Job: Please rewrite the data below, changing every "bush" to "shrub" and leaving everything else as it is. Omit the pictures from your answer.

==== Given records ====

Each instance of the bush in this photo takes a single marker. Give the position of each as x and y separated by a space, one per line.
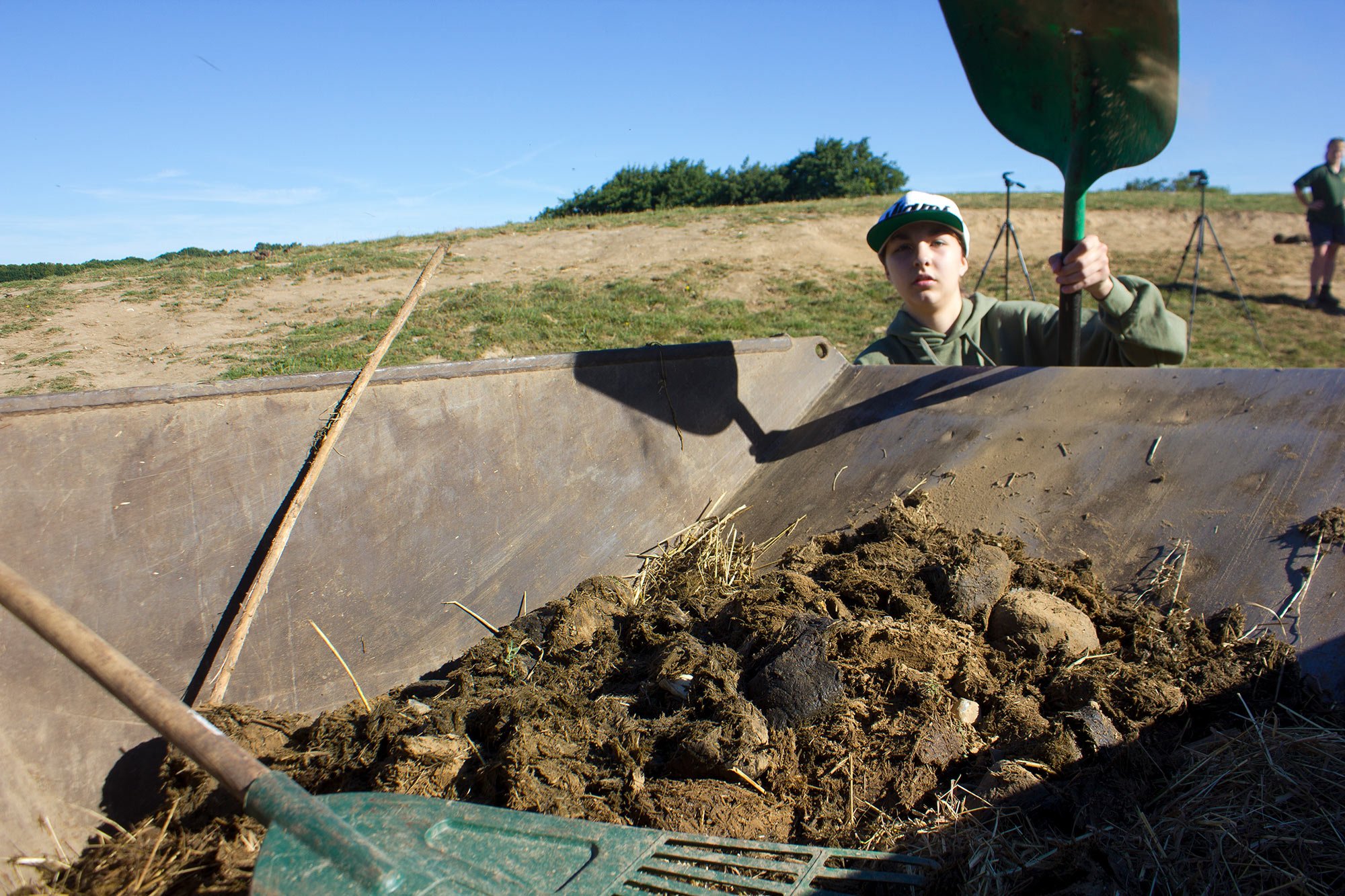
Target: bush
1182 184
40 270
831 169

====

Solution:
Each instance of the shrub in this photo takes a single marker. Give the position of each as x and y separated by a space, one per line.
Target: shrub
1182 184
40 270
831 169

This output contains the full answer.